**Prompt A**
Rewrite the section of the Tardis text running from "Tardis is a system" down to "ported to Windows.", replacing "rsync" with "tar".
**Prompt B**
Answer these questions about the Tardis text:
(i) Which Apple product is Tardis compared to?
(ii) On which operating system has Tardis been tested so far?
(iii) What does tardisfs provide views of?
**Prompt C**
Pick up the Tardis backup description after its last sentence and keep writing.

**Reading text**
▼▼▼
A Time Machine style backup system.

Tardis is a system for making incremental backups of filesystems, much like Apple's TimeMachine.

Tardis began due to some frustrations with using pure rsync to do backups. Tardis is more efficient with disk space, it's able to coalesce duplicate copies of files, and stores file metadata separately from file data. Tardis is also aimed at having a relatively compact server, capable of running on small machines, such as a Raspberry PI. Tardis is (hopefully) relatively platform independent, although it's only been tested on linux so far. It should work on MacOS, and should be easy ported to Windows.

Tardis consists of several components:

  • tardisd (Daemon.py): The tardis daemon process which maintains the backups
  • tardis (Client.py): The tardis client process, which creates backup data and pushes it to the server
  • tardisfs (TardisFS.py): A FUSE based file system which provides views of the various backup sets.
▲▲▲
**Supplied material**
▼▼▼
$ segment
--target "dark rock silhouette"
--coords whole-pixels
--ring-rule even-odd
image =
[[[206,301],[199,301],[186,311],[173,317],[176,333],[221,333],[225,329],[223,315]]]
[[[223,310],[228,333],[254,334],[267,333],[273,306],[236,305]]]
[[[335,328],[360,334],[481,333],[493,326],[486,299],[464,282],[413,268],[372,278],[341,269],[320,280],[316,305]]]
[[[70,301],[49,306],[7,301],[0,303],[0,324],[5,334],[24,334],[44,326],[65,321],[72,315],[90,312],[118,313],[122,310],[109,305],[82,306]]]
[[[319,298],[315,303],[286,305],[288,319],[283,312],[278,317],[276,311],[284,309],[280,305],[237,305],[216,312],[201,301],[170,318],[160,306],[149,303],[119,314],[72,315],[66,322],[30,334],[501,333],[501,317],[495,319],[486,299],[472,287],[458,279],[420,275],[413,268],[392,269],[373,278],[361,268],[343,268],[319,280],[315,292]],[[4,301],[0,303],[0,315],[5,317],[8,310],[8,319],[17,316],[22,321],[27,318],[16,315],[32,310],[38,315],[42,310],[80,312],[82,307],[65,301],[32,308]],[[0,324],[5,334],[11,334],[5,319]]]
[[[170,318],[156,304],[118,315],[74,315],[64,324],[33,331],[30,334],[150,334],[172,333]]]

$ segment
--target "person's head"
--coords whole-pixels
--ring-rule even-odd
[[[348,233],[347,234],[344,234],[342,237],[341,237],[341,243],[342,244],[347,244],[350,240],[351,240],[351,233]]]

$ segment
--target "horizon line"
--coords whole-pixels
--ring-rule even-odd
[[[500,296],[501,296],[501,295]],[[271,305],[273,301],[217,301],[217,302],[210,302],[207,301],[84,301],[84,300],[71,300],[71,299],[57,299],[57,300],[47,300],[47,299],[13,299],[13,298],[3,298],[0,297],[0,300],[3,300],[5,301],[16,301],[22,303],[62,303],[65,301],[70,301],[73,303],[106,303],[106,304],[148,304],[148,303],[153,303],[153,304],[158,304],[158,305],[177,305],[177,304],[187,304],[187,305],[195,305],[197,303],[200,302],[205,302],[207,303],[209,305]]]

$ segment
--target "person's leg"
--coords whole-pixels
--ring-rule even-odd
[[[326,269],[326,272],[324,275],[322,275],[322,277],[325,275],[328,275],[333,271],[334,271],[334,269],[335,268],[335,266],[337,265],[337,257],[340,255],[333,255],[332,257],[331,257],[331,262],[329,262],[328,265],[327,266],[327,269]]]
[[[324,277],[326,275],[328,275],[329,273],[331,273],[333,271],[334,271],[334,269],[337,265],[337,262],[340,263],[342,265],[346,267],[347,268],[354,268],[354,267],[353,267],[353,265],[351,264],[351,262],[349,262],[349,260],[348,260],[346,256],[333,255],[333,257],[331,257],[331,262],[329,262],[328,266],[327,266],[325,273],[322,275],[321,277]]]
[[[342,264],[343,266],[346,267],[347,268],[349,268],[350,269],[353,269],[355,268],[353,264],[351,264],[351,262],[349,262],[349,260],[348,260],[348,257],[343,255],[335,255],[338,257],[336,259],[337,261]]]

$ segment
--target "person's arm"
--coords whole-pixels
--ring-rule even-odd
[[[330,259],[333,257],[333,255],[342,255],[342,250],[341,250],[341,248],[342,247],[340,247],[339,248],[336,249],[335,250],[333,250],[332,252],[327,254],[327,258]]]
▲▲▲
**Response A**
Tardis is a system for making incremental backups of filesystems, much like Apple's TimeMachine.

Tardis began due to some frustrations with using pure tar to do backups. Tardis is more efficient with disk space, it's able to coalesce duplicate copies of files, and stores file metadata separately from file data. Tardis is also aimed at having a relatively compact server, capable of running on small machines, such as a Raspberry PI. Tardis is (hopefully) relatively platform independent, although it's only been tested on linux so far. It should work on MacOS, and should be easy ported to Windows.

**Response B**
(i) TimeMachine
(ii) Linux
(iii) The various backup sets

**Response C**
  • regenerate (Regenerate.py): A program to retrieve an individual verson of the file without using the TardisFS
  • lstardis (List.py): List versions of files and directories in the database.
  • tardiff (Diff.py): Show the differences between versions of backed up files, and the current version.
  • sonic (Sonic.py): An administration tool, allowing things like setting and changing passwords, removing backup sets, purging orphans, etc.
  • tardisremote (HttpInterface): A server, still under development, which provides a web api for retrieving information in the tardis database, for use by regenerate, tardisfs, and lstardis

Tardis is currently under development, but is at beta level. Features currently planned to be implemented:

  1. Handling multiple filesystems (mostly handled. Some potential issues)
  2. Saving of extended attributes and access control lists
  3. Saving of per-connection configuration values in the server DB
  4. Authentication of password
  5. Encrypted encryption key stored on server, decrypted on client?
  6. Option to save key on the client.
  7. User authentication capability (this differs from 3 above. 3 is to make sure the password/encryption key remains the same. Currently different backup sessions could use different keys, and basically create a mess of everything).
  8. Python EGG setup.
  9. Better daemon support.
  10. LSB init script (systemctl support)?
  11. Space management. Multiple purge schedules for different priorities. On demand purging when low on space.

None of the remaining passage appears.